◆ **Problem requirements**: Please copy out the data below word for word, starting at the line that contains "of the blonde" and ending at the line that contains "x=748 y=323", with both of those lines included. Omit the pictures from your copy.

··· Data section

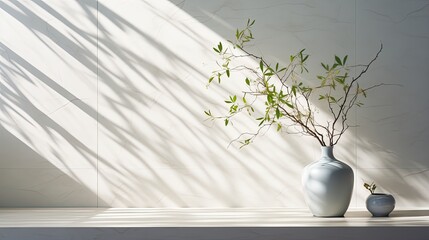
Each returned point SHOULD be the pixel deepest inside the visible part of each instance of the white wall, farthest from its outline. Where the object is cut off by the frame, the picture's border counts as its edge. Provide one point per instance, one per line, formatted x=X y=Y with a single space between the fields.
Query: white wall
x=102 y=102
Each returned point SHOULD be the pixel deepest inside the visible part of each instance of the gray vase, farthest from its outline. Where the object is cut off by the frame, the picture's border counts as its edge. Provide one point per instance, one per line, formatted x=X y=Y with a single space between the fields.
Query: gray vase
x=328 y=185
x=380 y=204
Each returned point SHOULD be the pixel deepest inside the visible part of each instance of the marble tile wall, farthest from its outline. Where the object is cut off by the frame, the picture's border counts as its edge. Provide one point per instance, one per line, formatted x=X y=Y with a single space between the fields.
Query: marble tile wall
x=103 y=102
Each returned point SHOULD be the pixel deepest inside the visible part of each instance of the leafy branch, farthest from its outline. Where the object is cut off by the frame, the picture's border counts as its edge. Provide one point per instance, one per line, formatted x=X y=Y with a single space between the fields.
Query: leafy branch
x=289 y=101
x=371 y=187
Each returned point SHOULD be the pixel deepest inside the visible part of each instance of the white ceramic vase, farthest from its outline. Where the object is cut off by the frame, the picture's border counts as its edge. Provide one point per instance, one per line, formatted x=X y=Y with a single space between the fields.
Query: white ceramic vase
x=328 y=185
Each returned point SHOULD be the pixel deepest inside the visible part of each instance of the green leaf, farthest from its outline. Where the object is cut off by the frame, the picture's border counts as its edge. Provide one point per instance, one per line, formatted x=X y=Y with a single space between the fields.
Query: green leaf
x=278 y=114
x=270 y=98
x=289 y=104
x=294 y=90
x=338 y=60
x=247 y=81
x=305 y=58
x=326 y=67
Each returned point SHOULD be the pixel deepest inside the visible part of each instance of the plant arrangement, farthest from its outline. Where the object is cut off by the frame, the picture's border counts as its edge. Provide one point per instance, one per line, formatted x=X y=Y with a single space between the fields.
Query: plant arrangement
x=371 y=187
x=292 y=103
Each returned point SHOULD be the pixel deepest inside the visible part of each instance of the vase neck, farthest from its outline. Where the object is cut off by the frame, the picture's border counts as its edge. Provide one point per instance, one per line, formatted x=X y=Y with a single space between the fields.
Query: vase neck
x=328 y=152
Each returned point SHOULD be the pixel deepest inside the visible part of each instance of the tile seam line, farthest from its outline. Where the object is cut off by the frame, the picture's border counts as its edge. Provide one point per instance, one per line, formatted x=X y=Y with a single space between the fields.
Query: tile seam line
x=97 y=128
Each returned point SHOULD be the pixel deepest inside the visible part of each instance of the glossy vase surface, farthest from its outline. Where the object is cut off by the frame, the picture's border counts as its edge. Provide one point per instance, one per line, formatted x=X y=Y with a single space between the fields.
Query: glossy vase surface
x=380 y=204
x=328 y=185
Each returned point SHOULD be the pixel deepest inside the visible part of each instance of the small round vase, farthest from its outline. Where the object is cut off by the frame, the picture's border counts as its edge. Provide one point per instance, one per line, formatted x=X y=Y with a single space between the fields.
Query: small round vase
x=380 y=204
x=328 y=185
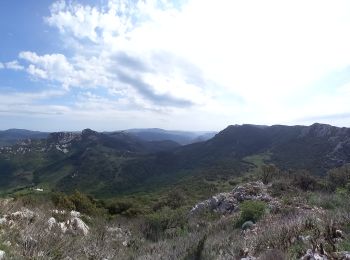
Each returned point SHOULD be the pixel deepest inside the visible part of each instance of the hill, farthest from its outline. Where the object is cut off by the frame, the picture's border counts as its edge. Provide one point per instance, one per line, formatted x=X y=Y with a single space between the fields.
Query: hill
x=104 y=164
x=12 y=136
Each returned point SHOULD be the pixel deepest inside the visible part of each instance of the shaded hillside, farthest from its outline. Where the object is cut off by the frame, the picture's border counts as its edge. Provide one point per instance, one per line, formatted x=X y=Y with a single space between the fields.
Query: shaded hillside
x=12 y=136
x=181 y=137
x=119 y=162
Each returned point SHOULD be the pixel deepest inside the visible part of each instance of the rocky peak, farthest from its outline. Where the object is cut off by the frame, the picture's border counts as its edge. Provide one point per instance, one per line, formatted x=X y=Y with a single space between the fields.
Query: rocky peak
x=89 y=134
x=63 y=137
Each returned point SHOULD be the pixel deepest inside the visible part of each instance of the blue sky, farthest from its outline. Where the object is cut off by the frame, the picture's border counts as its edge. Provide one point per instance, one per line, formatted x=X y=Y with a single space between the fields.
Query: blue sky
x=189 y=64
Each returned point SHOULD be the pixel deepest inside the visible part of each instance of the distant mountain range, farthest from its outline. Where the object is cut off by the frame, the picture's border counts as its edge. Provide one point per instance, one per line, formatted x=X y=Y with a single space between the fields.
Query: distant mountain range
x=13 y=136
x=109 y=163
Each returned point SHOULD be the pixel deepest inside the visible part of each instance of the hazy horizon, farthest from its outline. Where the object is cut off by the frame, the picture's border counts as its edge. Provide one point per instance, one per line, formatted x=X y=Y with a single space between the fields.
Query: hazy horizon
x=184 y=64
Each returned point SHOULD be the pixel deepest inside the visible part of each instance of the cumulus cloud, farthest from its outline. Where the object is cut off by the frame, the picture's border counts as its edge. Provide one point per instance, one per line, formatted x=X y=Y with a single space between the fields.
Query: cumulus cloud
x=13 y=65
x=234 y=61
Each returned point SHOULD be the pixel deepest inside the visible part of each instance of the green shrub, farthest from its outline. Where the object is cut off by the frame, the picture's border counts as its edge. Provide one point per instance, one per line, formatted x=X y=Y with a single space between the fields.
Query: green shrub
x=83 y=203
x=304 y=180
x=62 y=201
x=251 y=210
x=158 y=222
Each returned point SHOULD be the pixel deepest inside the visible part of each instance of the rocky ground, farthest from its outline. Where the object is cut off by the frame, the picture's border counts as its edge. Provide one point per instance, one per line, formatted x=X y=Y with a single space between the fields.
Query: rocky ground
x=287 y=230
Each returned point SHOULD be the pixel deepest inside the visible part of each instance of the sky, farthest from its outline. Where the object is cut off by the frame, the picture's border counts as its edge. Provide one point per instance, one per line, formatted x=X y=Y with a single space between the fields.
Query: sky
x=184 y=64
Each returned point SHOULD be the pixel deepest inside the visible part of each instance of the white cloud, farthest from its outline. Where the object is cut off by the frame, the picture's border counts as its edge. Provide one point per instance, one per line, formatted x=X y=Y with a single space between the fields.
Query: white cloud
x=13 y=65
x=233 y=61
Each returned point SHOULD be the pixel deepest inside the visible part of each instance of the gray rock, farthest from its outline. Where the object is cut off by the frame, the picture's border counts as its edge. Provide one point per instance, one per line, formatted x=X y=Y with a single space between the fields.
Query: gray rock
x=2 y=255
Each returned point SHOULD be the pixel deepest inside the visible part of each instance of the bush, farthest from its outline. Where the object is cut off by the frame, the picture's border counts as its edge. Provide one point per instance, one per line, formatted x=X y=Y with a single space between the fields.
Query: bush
x=268 y=173
x=339 y=177
x=251 y=210
x=304 y=180
x=83 y=203
x=62 y=201
x=119 y=207
x=158 y=222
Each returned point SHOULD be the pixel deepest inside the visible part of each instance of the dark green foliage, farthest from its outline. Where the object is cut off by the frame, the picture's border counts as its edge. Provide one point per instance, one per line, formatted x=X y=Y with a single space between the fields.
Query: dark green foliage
x=197 y=251
x=251 y=211
x=62 y=201
x=339 y=177
x=304 y=180
x=77 y=201
x=268 y=173
x=157 y=223
x=247 y=225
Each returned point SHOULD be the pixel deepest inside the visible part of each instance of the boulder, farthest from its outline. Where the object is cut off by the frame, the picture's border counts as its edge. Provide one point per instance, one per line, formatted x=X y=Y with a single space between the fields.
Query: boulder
x=310 y=255
x=76 y=224
x=227 y=203
x=75 y=214
x=51 y=222
x=25 y=214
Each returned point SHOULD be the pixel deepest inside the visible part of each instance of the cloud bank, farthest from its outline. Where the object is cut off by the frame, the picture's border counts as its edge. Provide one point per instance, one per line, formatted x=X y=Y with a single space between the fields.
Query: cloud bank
x=198 y=63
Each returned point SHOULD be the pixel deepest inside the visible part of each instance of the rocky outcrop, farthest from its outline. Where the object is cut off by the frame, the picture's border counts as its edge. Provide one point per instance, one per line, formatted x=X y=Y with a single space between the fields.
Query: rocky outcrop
x=227 y=203
x=74 y=224
x=2 y=255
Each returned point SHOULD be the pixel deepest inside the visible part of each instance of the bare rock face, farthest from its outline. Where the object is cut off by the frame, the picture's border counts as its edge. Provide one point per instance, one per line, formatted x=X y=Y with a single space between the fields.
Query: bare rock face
x=79 y=226
x=310 y=255
x=24 y=214
x=227 y=203
x=2 y=254
x=74 y=224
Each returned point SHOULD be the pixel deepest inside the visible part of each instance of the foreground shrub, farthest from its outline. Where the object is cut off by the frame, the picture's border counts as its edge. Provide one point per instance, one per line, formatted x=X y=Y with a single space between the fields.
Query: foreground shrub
x=251 y=210
x=164 y=223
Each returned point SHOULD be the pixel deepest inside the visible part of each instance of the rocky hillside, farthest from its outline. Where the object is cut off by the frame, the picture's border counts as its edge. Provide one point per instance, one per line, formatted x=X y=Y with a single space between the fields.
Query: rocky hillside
x=112 y=163
x=252 y=221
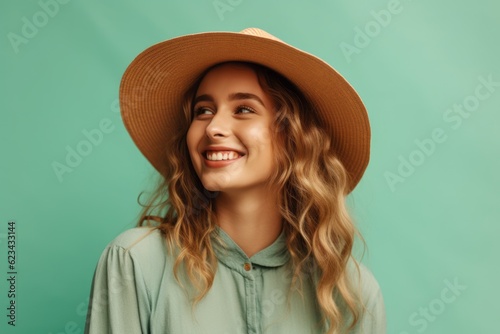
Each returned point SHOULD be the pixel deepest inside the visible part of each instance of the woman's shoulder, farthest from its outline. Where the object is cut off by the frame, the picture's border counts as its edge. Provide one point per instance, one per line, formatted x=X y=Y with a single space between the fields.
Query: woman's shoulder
x=370 y=293
x=363 y=280
x=140 y=242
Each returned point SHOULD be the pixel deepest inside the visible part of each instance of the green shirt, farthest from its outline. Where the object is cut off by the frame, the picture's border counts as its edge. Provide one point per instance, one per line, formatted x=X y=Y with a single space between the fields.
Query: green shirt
x=134 y=291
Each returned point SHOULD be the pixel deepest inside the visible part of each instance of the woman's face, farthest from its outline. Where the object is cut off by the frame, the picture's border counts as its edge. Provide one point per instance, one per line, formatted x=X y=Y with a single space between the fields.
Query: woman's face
x=229 y=139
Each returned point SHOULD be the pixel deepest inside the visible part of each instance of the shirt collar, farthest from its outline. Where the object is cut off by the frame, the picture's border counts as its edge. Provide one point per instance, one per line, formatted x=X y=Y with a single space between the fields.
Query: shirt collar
x=233 y=256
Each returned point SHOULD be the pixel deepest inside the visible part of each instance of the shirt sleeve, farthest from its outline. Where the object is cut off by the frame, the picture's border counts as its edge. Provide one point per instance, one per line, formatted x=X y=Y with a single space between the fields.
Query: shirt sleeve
x=119 y=299
x=373 y=320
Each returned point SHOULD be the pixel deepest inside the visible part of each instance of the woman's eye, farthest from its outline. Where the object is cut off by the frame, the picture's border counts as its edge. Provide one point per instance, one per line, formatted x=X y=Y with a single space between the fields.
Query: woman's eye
x=244 y=110
x=202 y=111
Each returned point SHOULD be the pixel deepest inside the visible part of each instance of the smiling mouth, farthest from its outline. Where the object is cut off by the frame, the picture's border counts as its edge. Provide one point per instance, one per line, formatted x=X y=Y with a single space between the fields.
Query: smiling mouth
x=222 y=155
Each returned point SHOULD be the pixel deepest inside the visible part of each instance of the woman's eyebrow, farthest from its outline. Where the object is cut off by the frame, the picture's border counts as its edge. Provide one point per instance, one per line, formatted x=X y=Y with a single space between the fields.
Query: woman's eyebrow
x=232 y=97
x=245 y=96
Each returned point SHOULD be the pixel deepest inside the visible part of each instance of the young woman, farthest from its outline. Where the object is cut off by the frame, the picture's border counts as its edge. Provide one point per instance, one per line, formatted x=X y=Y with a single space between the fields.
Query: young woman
x=258 y=144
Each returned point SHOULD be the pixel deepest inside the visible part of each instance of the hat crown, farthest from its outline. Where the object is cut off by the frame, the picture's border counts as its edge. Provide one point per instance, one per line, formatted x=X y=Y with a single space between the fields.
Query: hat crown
x=259 y=33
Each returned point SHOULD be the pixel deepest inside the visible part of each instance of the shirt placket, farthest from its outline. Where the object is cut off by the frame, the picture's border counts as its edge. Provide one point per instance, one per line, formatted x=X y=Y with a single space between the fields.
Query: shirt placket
x=252 y=315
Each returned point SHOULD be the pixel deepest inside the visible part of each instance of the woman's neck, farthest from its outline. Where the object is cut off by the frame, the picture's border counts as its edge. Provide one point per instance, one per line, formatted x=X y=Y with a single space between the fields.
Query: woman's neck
x=252 y=220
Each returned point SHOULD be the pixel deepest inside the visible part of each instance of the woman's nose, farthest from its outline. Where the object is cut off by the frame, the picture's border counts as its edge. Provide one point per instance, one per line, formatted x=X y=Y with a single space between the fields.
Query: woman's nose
x=219 y=125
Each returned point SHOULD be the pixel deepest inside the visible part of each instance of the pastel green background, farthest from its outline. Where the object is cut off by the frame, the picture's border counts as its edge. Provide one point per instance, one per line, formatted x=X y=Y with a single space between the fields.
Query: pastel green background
x=440 y=223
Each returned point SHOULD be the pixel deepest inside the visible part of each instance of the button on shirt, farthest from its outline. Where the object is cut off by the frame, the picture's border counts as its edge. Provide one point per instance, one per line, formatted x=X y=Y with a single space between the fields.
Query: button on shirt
x=134 y=291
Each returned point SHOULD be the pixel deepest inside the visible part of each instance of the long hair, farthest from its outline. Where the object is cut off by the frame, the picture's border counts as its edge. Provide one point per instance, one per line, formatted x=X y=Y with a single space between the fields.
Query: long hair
x=312 y=185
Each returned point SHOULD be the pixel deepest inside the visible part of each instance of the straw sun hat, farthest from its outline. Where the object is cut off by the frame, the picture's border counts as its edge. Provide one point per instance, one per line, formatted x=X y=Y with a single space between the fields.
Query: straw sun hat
x=154 y=83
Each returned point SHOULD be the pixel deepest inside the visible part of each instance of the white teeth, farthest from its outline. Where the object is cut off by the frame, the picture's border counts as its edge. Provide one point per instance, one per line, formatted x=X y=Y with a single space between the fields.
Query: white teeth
x=218 y=156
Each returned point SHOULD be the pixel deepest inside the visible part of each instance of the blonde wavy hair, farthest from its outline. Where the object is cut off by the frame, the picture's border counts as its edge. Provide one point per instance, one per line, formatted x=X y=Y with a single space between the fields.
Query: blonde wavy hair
x=312 y=185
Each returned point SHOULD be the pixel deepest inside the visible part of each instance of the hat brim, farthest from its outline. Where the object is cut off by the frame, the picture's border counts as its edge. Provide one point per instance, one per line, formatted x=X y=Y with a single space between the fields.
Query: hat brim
x=154 y=83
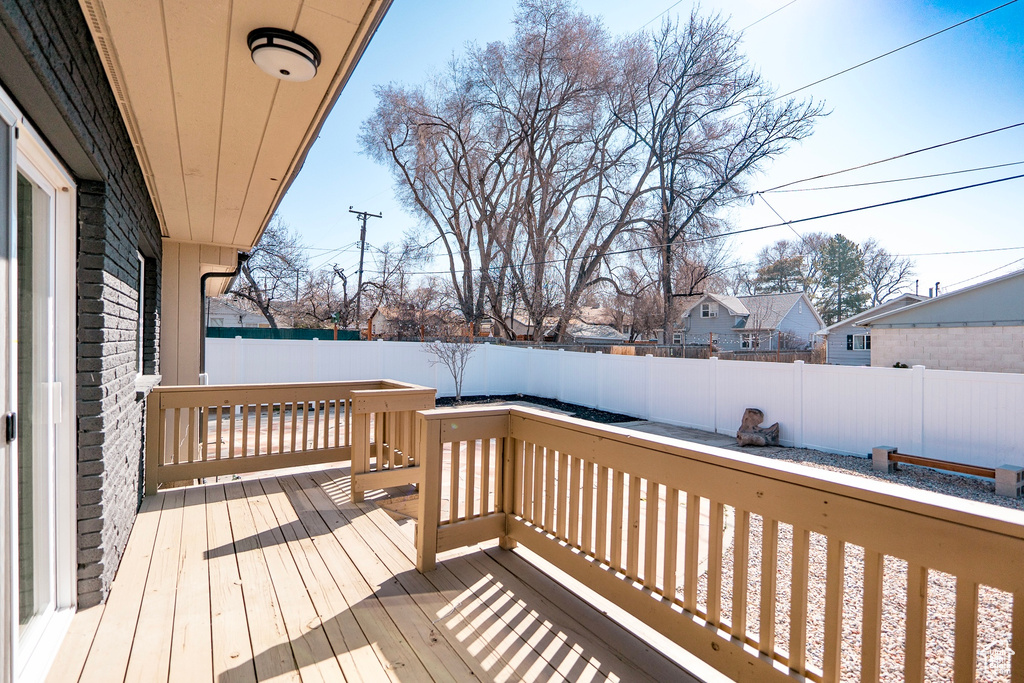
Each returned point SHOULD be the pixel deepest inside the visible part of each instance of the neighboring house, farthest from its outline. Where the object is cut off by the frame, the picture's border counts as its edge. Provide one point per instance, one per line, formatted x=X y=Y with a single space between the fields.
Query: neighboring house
x=140 y=150
x=979 y=328
x=849 y=343
x=220 y=313
x=748 y=323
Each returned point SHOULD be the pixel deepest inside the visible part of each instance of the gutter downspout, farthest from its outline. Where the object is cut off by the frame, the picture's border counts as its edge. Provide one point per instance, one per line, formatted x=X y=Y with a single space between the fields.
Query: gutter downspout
x=243 y=257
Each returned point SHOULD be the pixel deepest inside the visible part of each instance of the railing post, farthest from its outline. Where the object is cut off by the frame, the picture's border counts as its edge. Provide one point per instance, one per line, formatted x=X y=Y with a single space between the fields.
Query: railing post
x=508 y=486
x=429 y=436
x=360 y=453
x=155 y=421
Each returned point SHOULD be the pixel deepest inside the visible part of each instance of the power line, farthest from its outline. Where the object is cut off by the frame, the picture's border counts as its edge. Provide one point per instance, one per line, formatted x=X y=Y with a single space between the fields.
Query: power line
x=893 y=51
x=987 y=272
x=889 y=159
x=966 y=251
x=755 y=229
x=771 y=13
x=891 y=180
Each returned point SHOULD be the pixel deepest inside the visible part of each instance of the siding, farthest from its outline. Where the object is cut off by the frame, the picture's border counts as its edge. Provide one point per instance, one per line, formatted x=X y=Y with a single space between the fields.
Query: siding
x=116 y=220
x=838 y=353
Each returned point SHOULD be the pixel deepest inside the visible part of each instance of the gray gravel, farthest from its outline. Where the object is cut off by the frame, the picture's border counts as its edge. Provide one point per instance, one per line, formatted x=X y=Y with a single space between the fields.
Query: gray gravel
x=994 y=606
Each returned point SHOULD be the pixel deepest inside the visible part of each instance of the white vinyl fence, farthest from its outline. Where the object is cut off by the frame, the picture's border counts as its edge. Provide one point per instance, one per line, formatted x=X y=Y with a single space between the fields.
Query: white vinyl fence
x=961 y=416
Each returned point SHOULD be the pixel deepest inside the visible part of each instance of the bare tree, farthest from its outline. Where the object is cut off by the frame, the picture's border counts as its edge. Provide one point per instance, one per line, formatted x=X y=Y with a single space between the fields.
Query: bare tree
x=453 y=351
x=273 y=269
x=886 y=273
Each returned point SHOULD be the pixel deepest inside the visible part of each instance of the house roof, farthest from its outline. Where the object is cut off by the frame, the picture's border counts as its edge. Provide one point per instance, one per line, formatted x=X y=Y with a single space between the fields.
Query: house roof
x=993 y=302
x=904 y=299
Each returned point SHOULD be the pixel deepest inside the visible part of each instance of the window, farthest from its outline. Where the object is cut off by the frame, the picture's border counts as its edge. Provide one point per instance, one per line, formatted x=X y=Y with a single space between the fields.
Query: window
x=858 y=342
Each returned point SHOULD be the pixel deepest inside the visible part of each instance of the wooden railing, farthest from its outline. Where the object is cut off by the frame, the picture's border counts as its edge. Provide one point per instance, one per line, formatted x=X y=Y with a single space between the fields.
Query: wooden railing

······

◆ **Response**:
Each returned point SHOULD be the pixel deepest inside the visible part of each instance of the blonde wavy hair, farthest from its outline. Where the object is cut off by the frame, the picture's border counts as its edge. Provide one point per instance, one per line, formatted x=X y=Y with a single space between the fields.
Query: blonde wavy hair
x=312 y=185
Each returned point SHOULD be the pixel deepest inside the visible part of each instance of the hat brim, farthest from its outline. Where the object is cut off by the frame, the picture's border counts as its edge. Provide one point per instance, one per line, formatted x=X y=Y with a single space between the fields.
Query: hat brim
x=154 y=83
Each returned point SHOULD be the pixel deepest inside the visible part of each instance of the neighboring house, farthest from its outline. Where the object is cut off by the frame, the picture's border counts as its edge. Provide one point per instance, one per line, formatted x=X y=Y with a single space between the fields.
Query: neighboring house
x=140 y=150
x=979 y=328
x=849 y=343
x=220 y=313
x=748 y=323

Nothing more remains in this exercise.